(PAGE EXTRACT):
━━━

# Metal Dog Houses



## Howard Gaines III (Dec 26, 2007)

How many folks use metal dog houses and what are the feelings on them? Igloo brand has its points but I need something with strength. Are there any brands which are better for the buck?


----------



## Geoff Empey (Jan 8, 2008)

I dunno Howard. I have the igloo myself and hate the thing. Hard to clean and to many places where the rocket bitch can chew on it. The metal ones I've seen that I like are the K9 Kondo. Their dog den 3 should be big enough to fit your bouvs. http://www.k-9kondo.com/product_Super-Den-3-Large_22_0.html Not really that more expensive either compared to the Igloo.

But then since you are handy I'd just build one to the Ontario SPCA specs out of whatever material you want. http://www.ontariospca.ca/docs/Ideal_Doghouse.pdf


----------



## Howard Gaines III (Dec 26, 2007)

Thanks Geoff. This is a pain in my a$#. I know there are models that are dog proof, but with Rock, shoot, he could eat a forest and crap toothpicks! I need something and figure that with the tax return I can buy it.


----------



## Geoff Empey (Jan 8, 2008)

I hear you. If I could do it all over again I'd be doing the K9 Kondo Dog den or do a custom with those SPCA plans with plastic lumber and plastic plywood like this http://www.northbrookfarms.com/catalog.asp?prodid=524576 and then get a metal fab shop to frame the door in stainless steel. If he breaks that ... well maybe you should sleep in the dog house and Rock in the house with the missus!


----------



## Guest (Dec 1, 2008)

I have 5 Dog Den II's. They are the best house I've ever had for any type of dog. They last the most desctructive of dogs and hold up in all weather. I've had mine for over 3 years and they still look new. The dogs love getting on top of them as well. I have nothing but good things to say....other than the price when comparing to an igloo I guess.

━━━

(WORK TO DO): Pick up the forum thread on metal dog houses after its final post and keep it going. The listing that comes next has nothing to do with the dog house thread.

(MATERIAL PROVIDED):

━━━

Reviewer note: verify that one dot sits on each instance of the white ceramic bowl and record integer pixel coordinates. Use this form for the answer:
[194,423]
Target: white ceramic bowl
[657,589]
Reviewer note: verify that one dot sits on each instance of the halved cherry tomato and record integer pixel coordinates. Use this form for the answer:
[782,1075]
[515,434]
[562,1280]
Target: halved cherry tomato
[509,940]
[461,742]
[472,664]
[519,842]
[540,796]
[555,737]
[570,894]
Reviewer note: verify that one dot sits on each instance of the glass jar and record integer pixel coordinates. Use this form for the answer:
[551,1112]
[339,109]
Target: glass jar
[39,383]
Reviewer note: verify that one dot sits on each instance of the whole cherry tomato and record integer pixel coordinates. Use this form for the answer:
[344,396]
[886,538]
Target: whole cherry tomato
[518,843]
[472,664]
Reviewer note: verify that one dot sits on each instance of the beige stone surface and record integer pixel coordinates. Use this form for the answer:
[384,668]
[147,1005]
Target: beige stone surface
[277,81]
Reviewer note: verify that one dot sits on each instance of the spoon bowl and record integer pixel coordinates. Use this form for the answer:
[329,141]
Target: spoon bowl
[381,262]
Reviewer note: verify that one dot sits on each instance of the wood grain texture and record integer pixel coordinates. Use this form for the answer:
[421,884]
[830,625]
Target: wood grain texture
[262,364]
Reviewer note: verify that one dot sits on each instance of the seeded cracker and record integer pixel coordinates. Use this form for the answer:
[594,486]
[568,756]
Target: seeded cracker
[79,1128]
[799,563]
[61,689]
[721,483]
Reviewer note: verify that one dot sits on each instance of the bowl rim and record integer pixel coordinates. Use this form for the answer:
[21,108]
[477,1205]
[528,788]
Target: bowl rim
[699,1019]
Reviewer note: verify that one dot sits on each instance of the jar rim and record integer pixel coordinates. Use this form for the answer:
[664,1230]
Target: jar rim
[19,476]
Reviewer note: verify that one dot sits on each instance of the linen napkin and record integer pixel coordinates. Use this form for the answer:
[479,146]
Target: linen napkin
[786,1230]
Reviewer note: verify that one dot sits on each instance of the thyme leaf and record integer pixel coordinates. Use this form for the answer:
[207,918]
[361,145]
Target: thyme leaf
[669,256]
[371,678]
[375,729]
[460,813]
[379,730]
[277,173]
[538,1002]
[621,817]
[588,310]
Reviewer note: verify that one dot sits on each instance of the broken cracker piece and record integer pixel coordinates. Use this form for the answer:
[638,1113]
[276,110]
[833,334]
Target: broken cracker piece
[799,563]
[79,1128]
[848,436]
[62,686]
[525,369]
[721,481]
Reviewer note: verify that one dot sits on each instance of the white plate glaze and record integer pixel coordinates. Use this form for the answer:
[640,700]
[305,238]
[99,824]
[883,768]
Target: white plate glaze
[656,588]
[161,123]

━━━

(REPLY TO THE EXERCISE):
----------



## jack van strien (Apr 9, 2009)

Howard,
How cold does it get where you are?Are the doghouses inside a kennel,a dry area?


----------



## Howard Gaines III (Dec 26, 2007)

jack van strien said:


> Howard,
> How cold does it get where you are?Are the doghouses inside a kennel,a dry area?


 Jack it gets sooo cold, I carry a stick when I need to take a leak. 16 degrees o/s now. Houses are i/s the kennels but the male Bouvs, he eats everything!!!!!!!!!!!


----------



## Guest (Dec 1, 2008)

Howard Gaines III said:


> Jack it gets sooo cold, I carry a stick when I need to take a leak. 16 degrees o/s now. Houses are i/s the kennels but the male Bouvs, he eats everything!!!!!!!!!!!


 
Wouldn't eat the dog dens!! You can keep te doors open in the summer months and down in winter months. When mine come out in the AM, you can see the steam come off them, it stays nice and toasty in there. 

They are not huge where the dog wouldn't stay warm either, they are the right size! With the door cowl it stops the elements, rain, snow, wind from getting in there as well.


----------



## David Frost (Mar 29, 2006)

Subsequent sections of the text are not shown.